◆ Task ◆
Reproduce every one of the entries below word for word, but omit the pictures from your output.

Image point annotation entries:

────────────────────────────────────────

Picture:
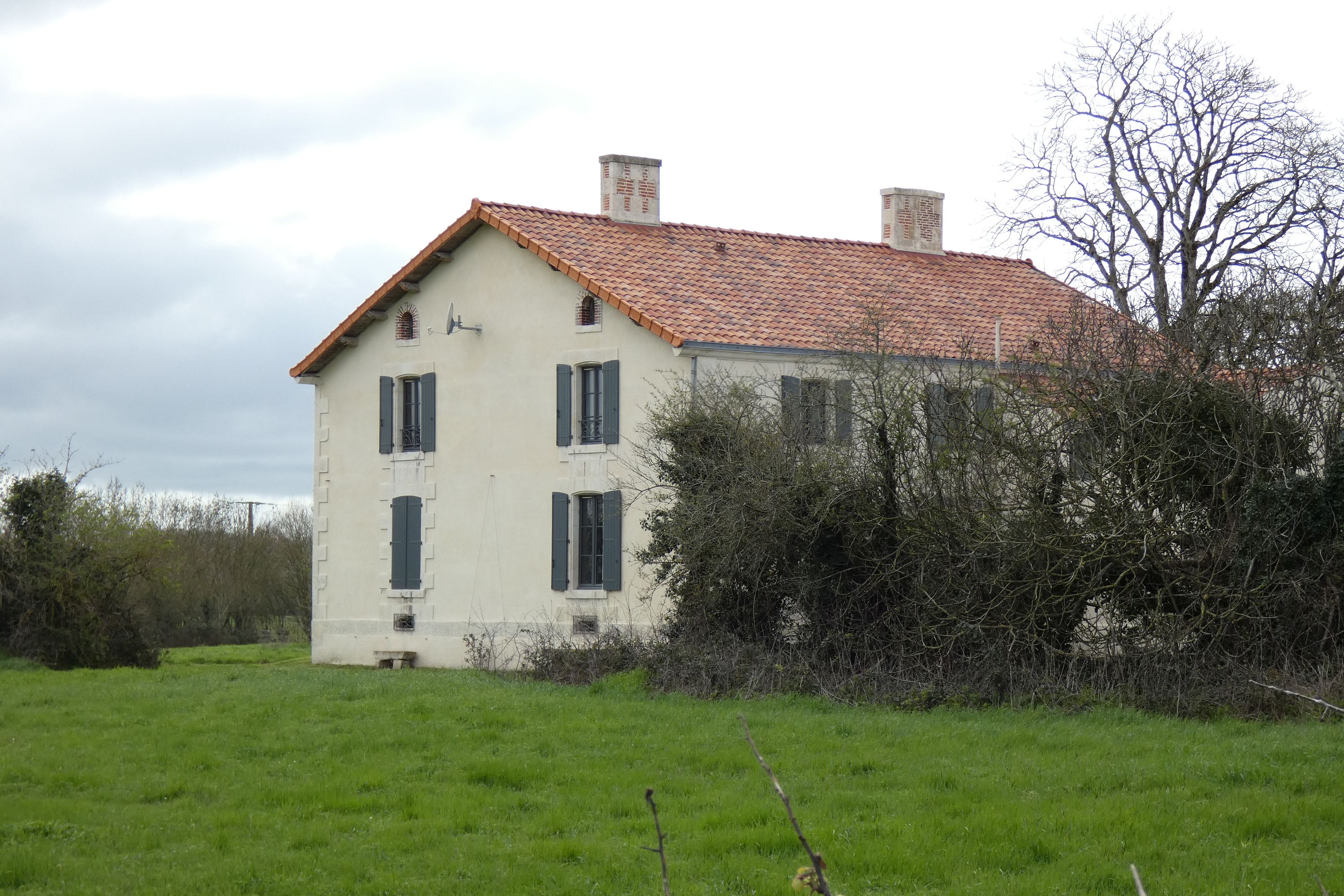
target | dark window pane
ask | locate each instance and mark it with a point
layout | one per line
(590, 542)
(590, 405)
(410, 414)
(814, 412)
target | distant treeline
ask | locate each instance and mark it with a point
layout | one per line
(108, 577)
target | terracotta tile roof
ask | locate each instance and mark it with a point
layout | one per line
(691, 284)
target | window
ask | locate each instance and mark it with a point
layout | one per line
(814, 424)
(818, 412)
(588, 312)
(590, 540)
(590, 405)
(406, 324)
(406, 543)
(957, 414)
(410, 440)
(596, 554)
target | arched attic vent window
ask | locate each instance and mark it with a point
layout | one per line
(588, 312)
(408, 324)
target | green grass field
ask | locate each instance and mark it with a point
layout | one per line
(245, 770)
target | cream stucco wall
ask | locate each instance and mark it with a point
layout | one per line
(487, 488)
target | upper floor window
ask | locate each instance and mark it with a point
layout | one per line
(406, 418)
(406, 324)
(410, 429)
(590, 397)
(814, 429)
(590, 405)
(818, 410)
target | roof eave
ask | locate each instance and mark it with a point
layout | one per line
(413, 272)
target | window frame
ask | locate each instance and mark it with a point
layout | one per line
(594, 530)
(590, 425)
(409, 435)
(416, 581)
(814, 412)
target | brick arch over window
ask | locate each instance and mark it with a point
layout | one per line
(589, 312)
(408, 323)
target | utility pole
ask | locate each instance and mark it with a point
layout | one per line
(250, 508)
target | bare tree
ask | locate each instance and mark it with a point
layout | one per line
(1171, 168)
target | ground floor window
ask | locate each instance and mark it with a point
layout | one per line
(590, 540)
(406, 543)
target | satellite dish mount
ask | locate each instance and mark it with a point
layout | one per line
(456, 324)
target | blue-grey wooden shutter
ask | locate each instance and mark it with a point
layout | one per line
(612, 540)
(564, 405)
(560, 540)
(400, 508)
(844, 410)
(428, 418)
(791, 400)
(611, 402)
(385, 414)
(936, 413)
(413, 543)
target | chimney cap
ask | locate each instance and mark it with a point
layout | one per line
(631, 160)
(912, 191)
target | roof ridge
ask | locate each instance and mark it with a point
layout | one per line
(839, 241)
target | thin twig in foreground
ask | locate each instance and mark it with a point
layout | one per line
(658, 829)
(818, 864)
(1293, 694)
(1139, 882)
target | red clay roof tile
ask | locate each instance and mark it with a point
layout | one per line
(698, 284)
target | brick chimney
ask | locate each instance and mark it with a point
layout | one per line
(912, 220)
(631, 189)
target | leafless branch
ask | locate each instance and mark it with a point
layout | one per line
(818, 863)
(1139, 882)
(658, 828)
(1293, 694)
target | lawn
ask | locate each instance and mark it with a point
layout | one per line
(245, 770)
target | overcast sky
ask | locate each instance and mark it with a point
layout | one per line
(194, 194)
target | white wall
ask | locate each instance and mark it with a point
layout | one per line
(487, 488)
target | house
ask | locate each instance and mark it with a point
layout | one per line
(475, 417)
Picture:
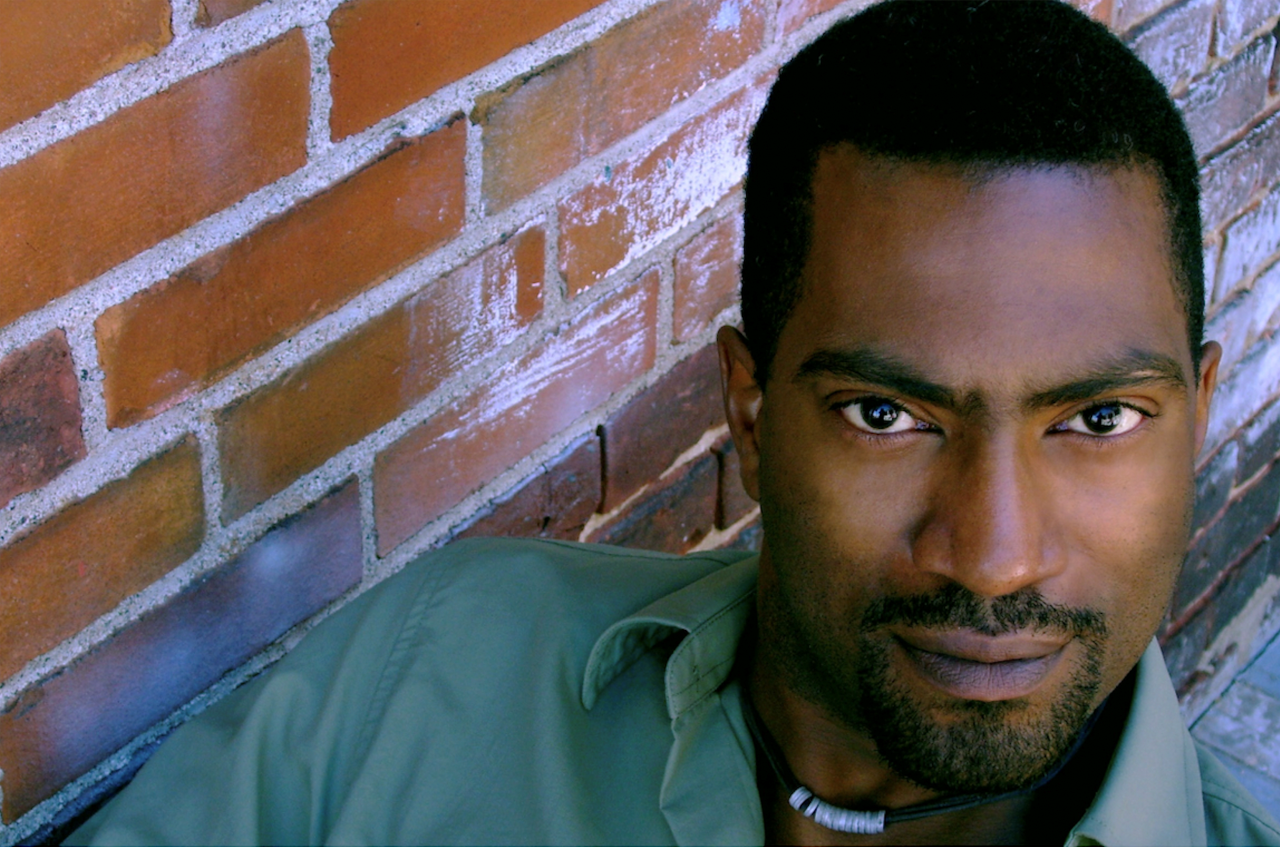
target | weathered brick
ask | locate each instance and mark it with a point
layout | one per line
(1214, 484)
(707, 274)
(391, 53)
(55, 584)
(1128, 13)
(553, 503)
(731, 499)
(64, 726)
(526, 402)
(1244, 319)
(1238, 19)
(1260, 442)
(1252, 241)
(644, 438)
(1230, 179)
(672, 518)
(1226, 100)
(1176, 44)
(577, 106)
(55, 47)
(1184, 649)
(1243, 525)
(334, 399)
(792, 14)
(170, 340)
(40, 416)
(210, 13)
(635, 205)
(88, 202)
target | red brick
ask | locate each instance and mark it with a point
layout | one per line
(1176, 44)
(553, 503)
(173, 339)
(296, 424)
(731, 500)
(645, 436)
(707, 277)
(55, 582)
(63, 727)
(213, 12)
(675, 517)
(1230, 97)
(516, 411)
(792, 14)
(40, 416)
(1244, 169)
(1238, 19)
(634, 206)
(88, 202)
(539, 127)
(391, 53)
(55, 47)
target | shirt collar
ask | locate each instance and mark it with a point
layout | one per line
(1152, 790)
(713, 610)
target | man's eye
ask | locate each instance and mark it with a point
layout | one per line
(878, 415)
(1106, 419)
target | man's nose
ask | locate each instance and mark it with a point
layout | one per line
(991, 522)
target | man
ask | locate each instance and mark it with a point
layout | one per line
(968, 398)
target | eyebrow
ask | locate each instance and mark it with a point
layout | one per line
(873, 367)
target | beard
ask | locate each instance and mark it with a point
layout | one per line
(970, 746)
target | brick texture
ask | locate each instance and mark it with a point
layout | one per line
(141, 527)
(1232, 96)
(391, 53)
(55, 47)
(1176, 45)
(1230, 179)
(553, 503)
(177, 337)
(577, 106)
(63, 727)
(1238, 19)
(707, 277)
(40, 416)
(732, 502)
(631, 207)
(210, 13)
(337, 398)
(675, 517)
(645, 436)
(437, 465)
(91, 201)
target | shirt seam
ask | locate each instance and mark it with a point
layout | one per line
(1234, 805)
(698, 673)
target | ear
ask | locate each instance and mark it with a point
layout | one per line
(743, 401)
(1210, 357)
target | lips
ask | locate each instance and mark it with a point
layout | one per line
(974, 667)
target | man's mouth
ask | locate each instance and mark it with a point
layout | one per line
(976, 667)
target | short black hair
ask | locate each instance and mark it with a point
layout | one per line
(978, 85)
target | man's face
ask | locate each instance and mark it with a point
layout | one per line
(974, 458)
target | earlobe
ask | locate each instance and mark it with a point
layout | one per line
(1210, 357)
(744, 399)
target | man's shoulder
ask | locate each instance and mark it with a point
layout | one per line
(1232, 815)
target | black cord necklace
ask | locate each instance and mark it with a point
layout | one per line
(855, 820)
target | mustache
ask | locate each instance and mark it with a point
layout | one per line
(958, 608)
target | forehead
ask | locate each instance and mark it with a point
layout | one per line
(1013, 274)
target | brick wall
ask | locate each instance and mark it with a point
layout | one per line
(293, 291)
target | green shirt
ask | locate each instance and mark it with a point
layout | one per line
(502, 691)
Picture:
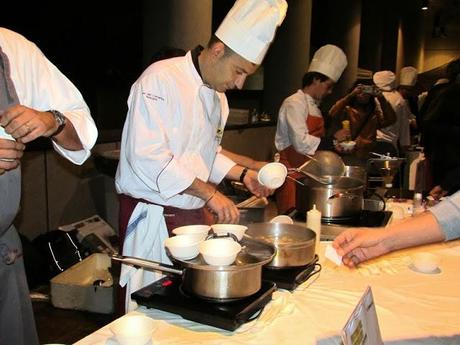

────────────────────────────────────────

◆ Output of the task ◆
Picture:
target | dark window pane
ask | locate each instance and mark it with a point
layout | one per line
(590, 542)
(590, 405)
(410, 414)
(814, 412)
target | distant treeline
ask | locate each instance and mark it with a point
layout | one per line
(108, 577)
target | terracotta tile roof
ask | locate each instance and mark it with a point
layout | one per line
(691, 284)
target | window
ask | locate each instance and mark it with a point
layout | one per line
(814, 424)
(818, 412)
(588, 312)
(590, 540)
(590, 405)
(406, 324)
(406, 543)
(957, 414)
(410, 440)
(596, 554)
target | arched attic vent window
ask | locate each instance and mark it with a point
layout | one per line
(588, 312)
(408, 324)
target | green grass field
ask | locate each instance and mark it with a point
layout | one per line
(245, 770)
target | cream stucco wall
ask | locate each instance and mark it with a point
layout | one per line
(487, 488)
target | upper floor window
ask | locate each instance and mark it with a point
layout | one per line
(406, 418)
(406, 324)
(410, 429)
(590, 397)
(814, 429)
(590, 405)
(818, 410)
target | roof eave
ask | locate each instance and mark it with a point
layout | one per line
(413, 272)
target | window frame
ask | locate each instance and mark it with a point
layout | one per line
(594, 530)
(590, 425)
(409, 435)
(416, 581)
(814, 412)
target | brick arch over window
ask | locate each instance and mark it with a point
layout | one per line
(589, 312)
(408, 323)
target | utility pole
ask | locate each instance and mark it with a point
layout | one per line
(250, 508)
target | bare tree
ask | locate each instance and mark it with a point
layout | one per line
(1171, 168)
target | ground floor window
ask | locate each instance and mark it with a point
layout | one per line
(590, 540)
(406, 543)
target | satellite dish mount
ask | locate each instance and mark it with a point
layout | one per line
(456, 324)
target | blue-grey wooden shutter
ask | locate each instance and mark it with a point
layout | one per line
(612, 540)
(564, 405)
(560, 540)
(400, 508)
(844, 410)
(428, 418)
(791, 400)
(611, 402)
(385, 414)
(936, 413)
(413, 543)
target | chimney cap
ask | locate each instance and mark it with a point
layout | one per line
(631, 160)
(912, 191)
target | roof ridge
ask | locate each instance and mark it with a point
layout | one per line
(839, 241)
target | thin twig in foreground
ask | locate each instance and mark it with a point
layout | one per line
(658, 829)
(818, 864)
(1293, 694)
(1139, 882)
target | red clay roof tile
ask | locate each instance and mark it with a point
layout | one per line
(698, 284)
target | brick chimney
ask | locate each instance and mark it with a point
layout | one per line
(912, 220)
(631, 189)
target | leafless branch
ask | locate each instance and mark it with a point
layout | one per line
(818, 863)
(1139, 882)
(658, 828)
(1293, 694)
target | lawn
ask | locate each instance and mark it with a point
layout | one per line
(245, 770)
target | overcast sky
ask | locate each instance and mark it with a point
layout | one per line
(194, 194)
target | white wall
ask | locate each instance and mark it with a point
layout | one per line
(487, 488)
target | house
ask | locate each instance and mark it with a point
layout | one per line
(475, 417)
Picture:
target | weathered brick
ask | locate each instance and mark it with a point
layout | one per line
(1214, 484)
(707, 274)
(391, 53)
(55, 584)
(1128, 13)
(553, 503)
(731, 499)
(64, 726)
(526, 402)
(1244, 319)
(1238, 19)
(1260, 442)
(1252, 241)
(644, 438)
(1230, 179)
(672, 518)
(1226, 100)
(1176, 44)
(577, 106)
(55, 47)
(1184, 649)
(1243, 525)
(334, 399)
(792, 14)
(170, 340)
(40, 416)
(210, 13)
(635, 205)
(88, 202)
target | red brick
ask | locate each instance and mark it with a point
layout | one per line
(1176, 44)
(553, 503)
(173, 339)
(296, 424)
(731, 500)
(645, 436)
(707, 277)
(55, 582)
(63, 727)
(213, 12)
(675, 517)
(1230, 97)
(516, 411)
(792, 14)
(40, 416)
(1244, 169)
(1238, 19)
(634, 206)
(88, 202)
(539, 127)
(391, 53)
(55, 47)
target | shirt collar
ask | locate each instance and mark it with a point
layout | one per line
(1152, 790)
(713, 610)
target | man's eye
ask | locate each instance and mark it with a point
layout | one per line
(878, 415)
(1106, 419)
target | man's nose
ask | locate each instance and mark it with a point
layout | one per line
(991, 522)
target | man
ask | locate each instance and mark it with a point
layout | one per line
(968, 398)
target | eyebrow
ask | locate each instance and mark it with a point
layout | one per line
(873, 367)
target | beard
ask | locate each instance and mark it with a point
layout | one per line
(970, 746)
target | brick texture
ask | locate each instance and mark it with a point
layout | one per line
(141, 527)
(1232, 96)
(391, 53)
(55, 47)
(1176, 45)
(1230, 179)
(553, 503)
(177, 337)
(577, 106)
(63, 727)
(1238, 19)
(707, 277)
(40, 416)
(732, 502)
(631, 207)
(210, 13)
(337, 398)
(675, 517)
(645, 436)
(437, 465)
(91, 201)
target | shirt seam
ask | locate each instance and mark it with a point
layout | one per line
(1234, 805)
(698, 673)
target | ear
ask | locate each instance and mark it with a point
layout | one per line
(743, 401)
(1210, 357)
target | lips
ask | locate each instance and mark it with a point
layout | one per line
(974, 667)
target | man's mouth
ask | locate each instance and mark it with a point
layout | one per line
(976, 667)
target | short black hair
ask | locate each instance and mark it with a point
layout | one per line
(978, 85)
target | man's face
ask | locate each instance and mark it with a point
layout | one per line
(974, 458)
target | earlobe
ask | locate each instance and mark it with a point
layout | one per line
(1210, 357)
(744, 399)
target | man's shoulder
ask | locate each instance and mark it with a point
layout | one per line
(1232, 815)
target | black cord necklace
ask | locate each instance and mark it with a point
layout | one per line
(855, 820)
target | mustache
ask | locate each instance and mark it with a point
layout | one per line
(958, 608)
target | forehead
ask | locate each instance and mark it with a point
layout | one per line
(1013, 274)
target | brick wall
ask | locate each instance and mark it with a point
layout | one per line
(293, 291)
target | green shirt
ask | locate each instance and mark it with a point
layout | one per line
(502, 691)
Picture:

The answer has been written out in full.